# What is required
Repeat the data below word for word.

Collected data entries

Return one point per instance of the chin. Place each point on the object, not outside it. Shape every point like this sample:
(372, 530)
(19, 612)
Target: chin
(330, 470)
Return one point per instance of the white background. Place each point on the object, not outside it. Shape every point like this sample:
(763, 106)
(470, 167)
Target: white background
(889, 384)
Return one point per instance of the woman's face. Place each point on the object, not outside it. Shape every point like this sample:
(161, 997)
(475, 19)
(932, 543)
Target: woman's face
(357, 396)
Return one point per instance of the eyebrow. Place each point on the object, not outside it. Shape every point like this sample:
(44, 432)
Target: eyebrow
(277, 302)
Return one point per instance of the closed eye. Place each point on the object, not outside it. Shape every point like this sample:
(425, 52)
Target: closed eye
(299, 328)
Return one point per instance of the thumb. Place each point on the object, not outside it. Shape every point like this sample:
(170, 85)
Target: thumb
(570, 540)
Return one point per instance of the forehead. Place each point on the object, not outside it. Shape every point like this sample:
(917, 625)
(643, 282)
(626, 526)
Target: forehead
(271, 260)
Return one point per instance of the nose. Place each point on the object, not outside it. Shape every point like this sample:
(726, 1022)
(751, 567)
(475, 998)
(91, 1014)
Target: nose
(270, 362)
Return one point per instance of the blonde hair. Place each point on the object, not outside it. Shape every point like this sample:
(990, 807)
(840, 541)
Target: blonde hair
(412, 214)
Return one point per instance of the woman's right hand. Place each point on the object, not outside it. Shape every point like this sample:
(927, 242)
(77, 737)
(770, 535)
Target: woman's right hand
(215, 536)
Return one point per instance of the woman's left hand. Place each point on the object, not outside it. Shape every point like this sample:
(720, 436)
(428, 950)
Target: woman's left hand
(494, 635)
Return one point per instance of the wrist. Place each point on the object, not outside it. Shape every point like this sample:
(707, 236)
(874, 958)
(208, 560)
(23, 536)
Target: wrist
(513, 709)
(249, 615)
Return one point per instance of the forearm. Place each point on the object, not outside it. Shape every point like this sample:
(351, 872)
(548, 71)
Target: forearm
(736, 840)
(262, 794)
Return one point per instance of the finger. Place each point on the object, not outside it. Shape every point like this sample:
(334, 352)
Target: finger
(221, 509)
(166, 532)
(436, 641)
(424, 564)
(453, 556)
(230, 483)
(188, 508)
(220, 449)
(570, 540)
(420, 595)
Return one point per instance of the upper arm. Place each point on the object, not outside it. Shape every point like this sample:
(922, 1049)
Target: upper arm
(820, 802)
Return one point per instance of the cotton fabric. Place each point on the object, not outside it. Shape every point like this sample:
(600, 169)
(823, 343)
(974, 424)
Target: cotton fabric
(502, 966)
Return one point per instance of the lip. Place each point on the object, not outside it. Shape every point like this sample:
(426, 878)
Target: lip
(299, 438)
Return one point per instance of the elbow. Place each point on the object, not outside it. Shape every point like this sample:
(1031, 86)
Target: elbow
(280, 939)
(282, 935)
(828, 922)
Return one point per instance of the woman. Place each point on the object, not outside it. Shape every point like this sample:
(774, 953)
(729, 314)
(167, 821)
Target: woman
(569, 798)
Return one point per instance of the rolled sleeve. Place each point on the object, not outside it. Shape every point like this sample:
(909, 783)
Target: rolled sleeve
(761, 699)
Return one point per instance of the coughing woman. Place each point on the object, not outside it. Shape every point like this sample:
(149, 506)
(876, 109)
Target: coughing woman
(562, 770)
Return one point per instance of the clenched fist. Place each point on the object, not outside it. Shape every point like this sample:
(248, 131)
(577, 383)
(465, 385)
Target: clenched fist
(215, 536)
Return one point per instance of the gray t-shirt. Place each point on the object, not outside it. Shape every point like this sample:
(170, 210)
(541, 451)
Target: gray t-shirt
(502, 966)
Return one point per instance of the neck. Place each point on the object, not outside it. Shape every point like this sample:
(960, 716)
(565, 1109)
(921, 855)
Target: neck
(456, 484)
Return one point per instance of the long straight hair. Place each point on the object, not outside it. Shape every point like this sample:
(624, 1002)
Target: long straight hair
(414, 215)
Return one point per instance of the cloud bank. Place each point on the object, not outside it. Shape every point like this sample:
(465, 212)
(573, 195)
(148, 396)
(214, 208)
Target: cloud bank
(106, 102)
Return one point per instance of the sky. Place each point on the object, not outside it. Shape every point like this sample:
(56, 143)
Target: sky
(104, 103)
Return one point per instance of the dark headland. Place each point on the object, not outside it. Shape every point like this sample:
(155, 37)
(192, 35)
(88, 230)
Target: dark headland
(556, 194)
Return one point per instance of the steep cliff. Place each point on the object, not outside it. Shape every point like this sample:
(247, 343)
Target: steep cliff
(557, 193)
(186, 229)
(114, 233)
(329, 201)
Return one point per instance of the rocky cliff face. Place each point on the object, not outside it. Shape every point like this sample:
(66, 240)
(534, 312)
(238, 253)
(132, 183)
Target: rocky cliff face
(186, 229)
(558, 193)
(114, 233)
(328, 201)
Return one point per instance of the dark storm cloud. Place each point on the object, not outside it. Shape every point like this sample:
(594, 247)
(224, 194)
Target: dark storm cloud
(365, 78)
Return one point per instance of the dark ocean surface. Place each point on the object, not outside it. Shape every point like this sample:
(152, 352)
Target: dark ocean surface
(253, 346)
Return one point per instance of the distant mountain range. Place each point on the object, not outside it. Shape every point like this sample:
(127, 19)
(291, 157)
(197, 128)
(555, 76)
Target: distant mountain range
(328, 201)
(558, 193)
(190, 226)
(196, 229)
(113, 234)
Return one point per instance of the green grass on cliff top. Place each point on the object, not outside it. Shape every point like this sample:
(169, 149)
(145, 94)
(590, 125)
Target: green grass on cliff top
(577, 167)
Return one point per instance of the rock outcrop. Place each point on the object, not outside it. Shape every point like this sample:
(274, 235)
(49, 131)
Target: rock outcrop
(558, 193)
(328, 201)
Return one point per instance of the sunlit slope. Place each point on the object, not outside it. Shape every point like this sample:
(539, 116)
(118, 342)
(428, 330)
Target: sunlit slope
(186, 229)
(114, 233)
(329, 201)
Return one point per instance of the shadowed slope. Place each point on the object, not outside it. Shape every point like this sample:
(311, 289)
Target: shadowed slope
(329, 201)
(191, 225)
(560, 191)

# Expected answer
Return one point per instance of the chin. Place each point on the object, not outside it. Shape every point like this sample:
(372, 530)
(19, 612)
Target: chin
(330, 470)
Return one point per instance of the white background. Place each point on the object, not outside it. Shape every point like this sample:
(763, 106)
(470, 167)
Target: white background
(889, 384)
Return one point per instance of the woman's face. Place each point on the object, not outside it. Shape every point like this sample:
(161, 997)
(475, 19)
(932, 543)
Target: woman's face
(357, 396)
Return one point per instance of the eyebrow. Place each point on the object, not outside it. Shape every point like this sample:
(44, 432)
Target: eyebrow
(277, 302)
Return one point per instance of the closed eye. Place each point on the object, not outside it. Shape every point like this sample:
(425, 52)
Target: closed eye
(299, 328)
Return one point per instance of the thumb. Place each point on the object, not outside it. Shape every point like this sample:
(170, 85)
Target: thumb
(570, 540)
Return one point per instance of the forehead. Place each point on the object, not outside it. Shape every point like this sample:
(917, 625)
(643, 282)
(626, 526)
Target: forehead
(271, 260)
Return one point per instance of the nose. Place each point on the object, not outside it. Shape every point like this sample:
(726, 1022)
(751, 567)
(475, 998)
(91, 1014)
Target: nose
(270, 362)
Return one point per instance of the blonde hair. Place each point on the object, not outside it. Shape every point like this sample:
(990, 807)
(840, 541)
Target: blonde hair
(412, 214)
Return one point per instance of the woman's right hand. Place each point on the object, not outside it. Shape every point like this sample:
(927, 242)
(77, 737)
(770, 535)
Target: woman's right hand
(215, 536)
Return one point per instance of the woman's left hand. Place each point on the object, not outside it. Shape every point like this sample:
(720, 436)
(428, 950)
Target: woman's left hand
(494, 635)
Return one point per instance of the wrist. Place each point on the object, not outside it. Shape every point like this sample:
(707, 236)
(874, 958)
(208, 560)
(23, 536)
Target: wrist
(513, 709)
(249, 615)
Return one point per instance of the forearm. Place each point on the object, not outside it. Shape every point like this sample:
(351, 872)
(548, 71)
Target: forearm
(736, 840)
(262, 794)
Return one point per instance of the finger. Place each point on the object, not outside it. Shape every point like this sample:
(334, 352)
Target: finger
(221, 509)
(166, 532)
(436, 641)
(424, 564)
(453, 556)
(230, 483)
(188, 508)
(220, 449)
(570, 540)
(420, 595)
Return one point per instance of the upper arm. Place each point on the object, not outside it. Shape every point like this sample:
(922, 1049)
Target: upper arm
(820, 802)
Return one point per instance of the cotton fabric. Place each point on the object, not outside it. Shape every point like this sample:
(600, 169)
(823, 343)
(974, 424)
Target: cotton fabric
(502, 966)
Return one point per instance of the lip. Place each point on the object, not outside it. Shape every point like this sample:
(426, 878)
Target: lip
(299, 438)
Return one point per instance of the elbow. Place each point on the object, not outside it. Shape every point like this sample:
(1031, 86)
Target: elbow
(280, 939)
(282, 935)
(828, 922)
Return one point per instance of the woman. Place each point on the object, not outside it. Shape every point like this sample:
(774, 953)
(729, 314)
(167, 821)
Target: woman
(569, 798)
Return one point per instance of the rolled sleeve. Place each point on the object, not outside it. Shape every point like this sample:
(909, 783)
Target: rolled sleeve
(761, 699)
Return one point per instance of the coughing woman. Place each point on the object, not outside it. Shape every point like this sample:
(149, 506)
(876, 109)
Target: coughing woman
(562, 770)
Return one point per instance of the clenched fist. Place each point on the object, not outside it. Shape every point like this sample:
(248, 131)
(577, 383)
(465, 385)
Target: clenched fist
(215, 536)
Return one point per instance of the gray t-shirt. Place each point on the object, not outside it. Shape every point like this sample:
(170, 210)
(541, 451)
Target: gray t-shirt
(502, 966)
Return one point per instance of the neck. Place each point on the object, not outside it. Shape every point like this sample:
(960, 716)
(565, 1109)
(921, 855)
Target: neck
(456, 484)
Return one point per instance of the long straight hair. Place each point on the object, not outside it. Shape every point like this sample:
(624, 1002)
Target: long straight hair
(414, 215)
Return one point per instance of the cloud bank. Place each point on the object, not outside it. Shape every point like this sample:
(465, 212)
(573, 195)
(148, 396)
(214, 208)
Target: cloud bank
(106, 102)
Return one point per instance of the sky. Place each point on the object, not outside it. Shape every point like this sample:
(56, 143)
Target: sky
(104, 103)
Return one point per instance of the dark headland. Place each point on the object, not outside it. Shape every point like this sample:
(155, 37)
(192, 35)
(88, 230)
Target: dark headland
(556, 194)
Return one point per instance of the steep cliff. Place each point on the object, not outside it. Shape every point like this sample:
(247, 343)
Target: steep cliff
(557, 193)
(186, 229)
(114, 233)
(329, 201)
Return one point per instance of the rocky cliff face. Place each point on the object, not outside it. Shape every point like this sample:
(66, 240)
(534, 312)
(238, 253)
(132, 183)
Target: rocky cliff face
(186, 229)
(558, 193)
(114, 233)
(328, 201)
Return one point per instance of the dark storm cloud. Place each point on the object, not outside it. Shape every point like this sample:
(594, 247)
(224, 194)
Target: dark storm cloud
(365, 78)
Return one point per instance of the dark ocean surface. Place each point on the object, not outside it. Shape every point like this sample:
(152, 352)
Target: dark ocean surface
(253, 346)
Return one point per instance of the distant mountain range. Place each point on the object, not outside it. Shape every point like this sample:
(127, 19)
(291, 157)
(197, 128)
(555, 76)
Target: distant mountain range
(328, 201)
(558, 193)
(190, 226)
(196, 229)
(113, 234)
Return one point per instance of the green grass on cliff top. Place each point on the object, not outside it. Shape every point like this sample:
(169, 149)
(145, 94)
(590, 125)
Target: green grass on cliff top
(577, 167)
Return one point per instance of the rock outcrop. Place each point on the object, not outside it. Shape every point like this sample:
(274, 235)
(49, 131)
Target: rock outcrop
(558, 193)
(328, 201)
Return one point per instance of the sunlit slope. Place each point on the object, not outside it. Shape every point like this sample:
(539, 116)
(118, 342)
(428, 330)
Target: sunlit slope
(186, 229)
(114, 233)
(329, 201)
Return one point per instance of the shadowed slope. Place each point on the object, not outside it. Shape every point like this sample:
(311, 289)
Target: shadowed slope
(329, 201)
(191, 225)
(560, 191)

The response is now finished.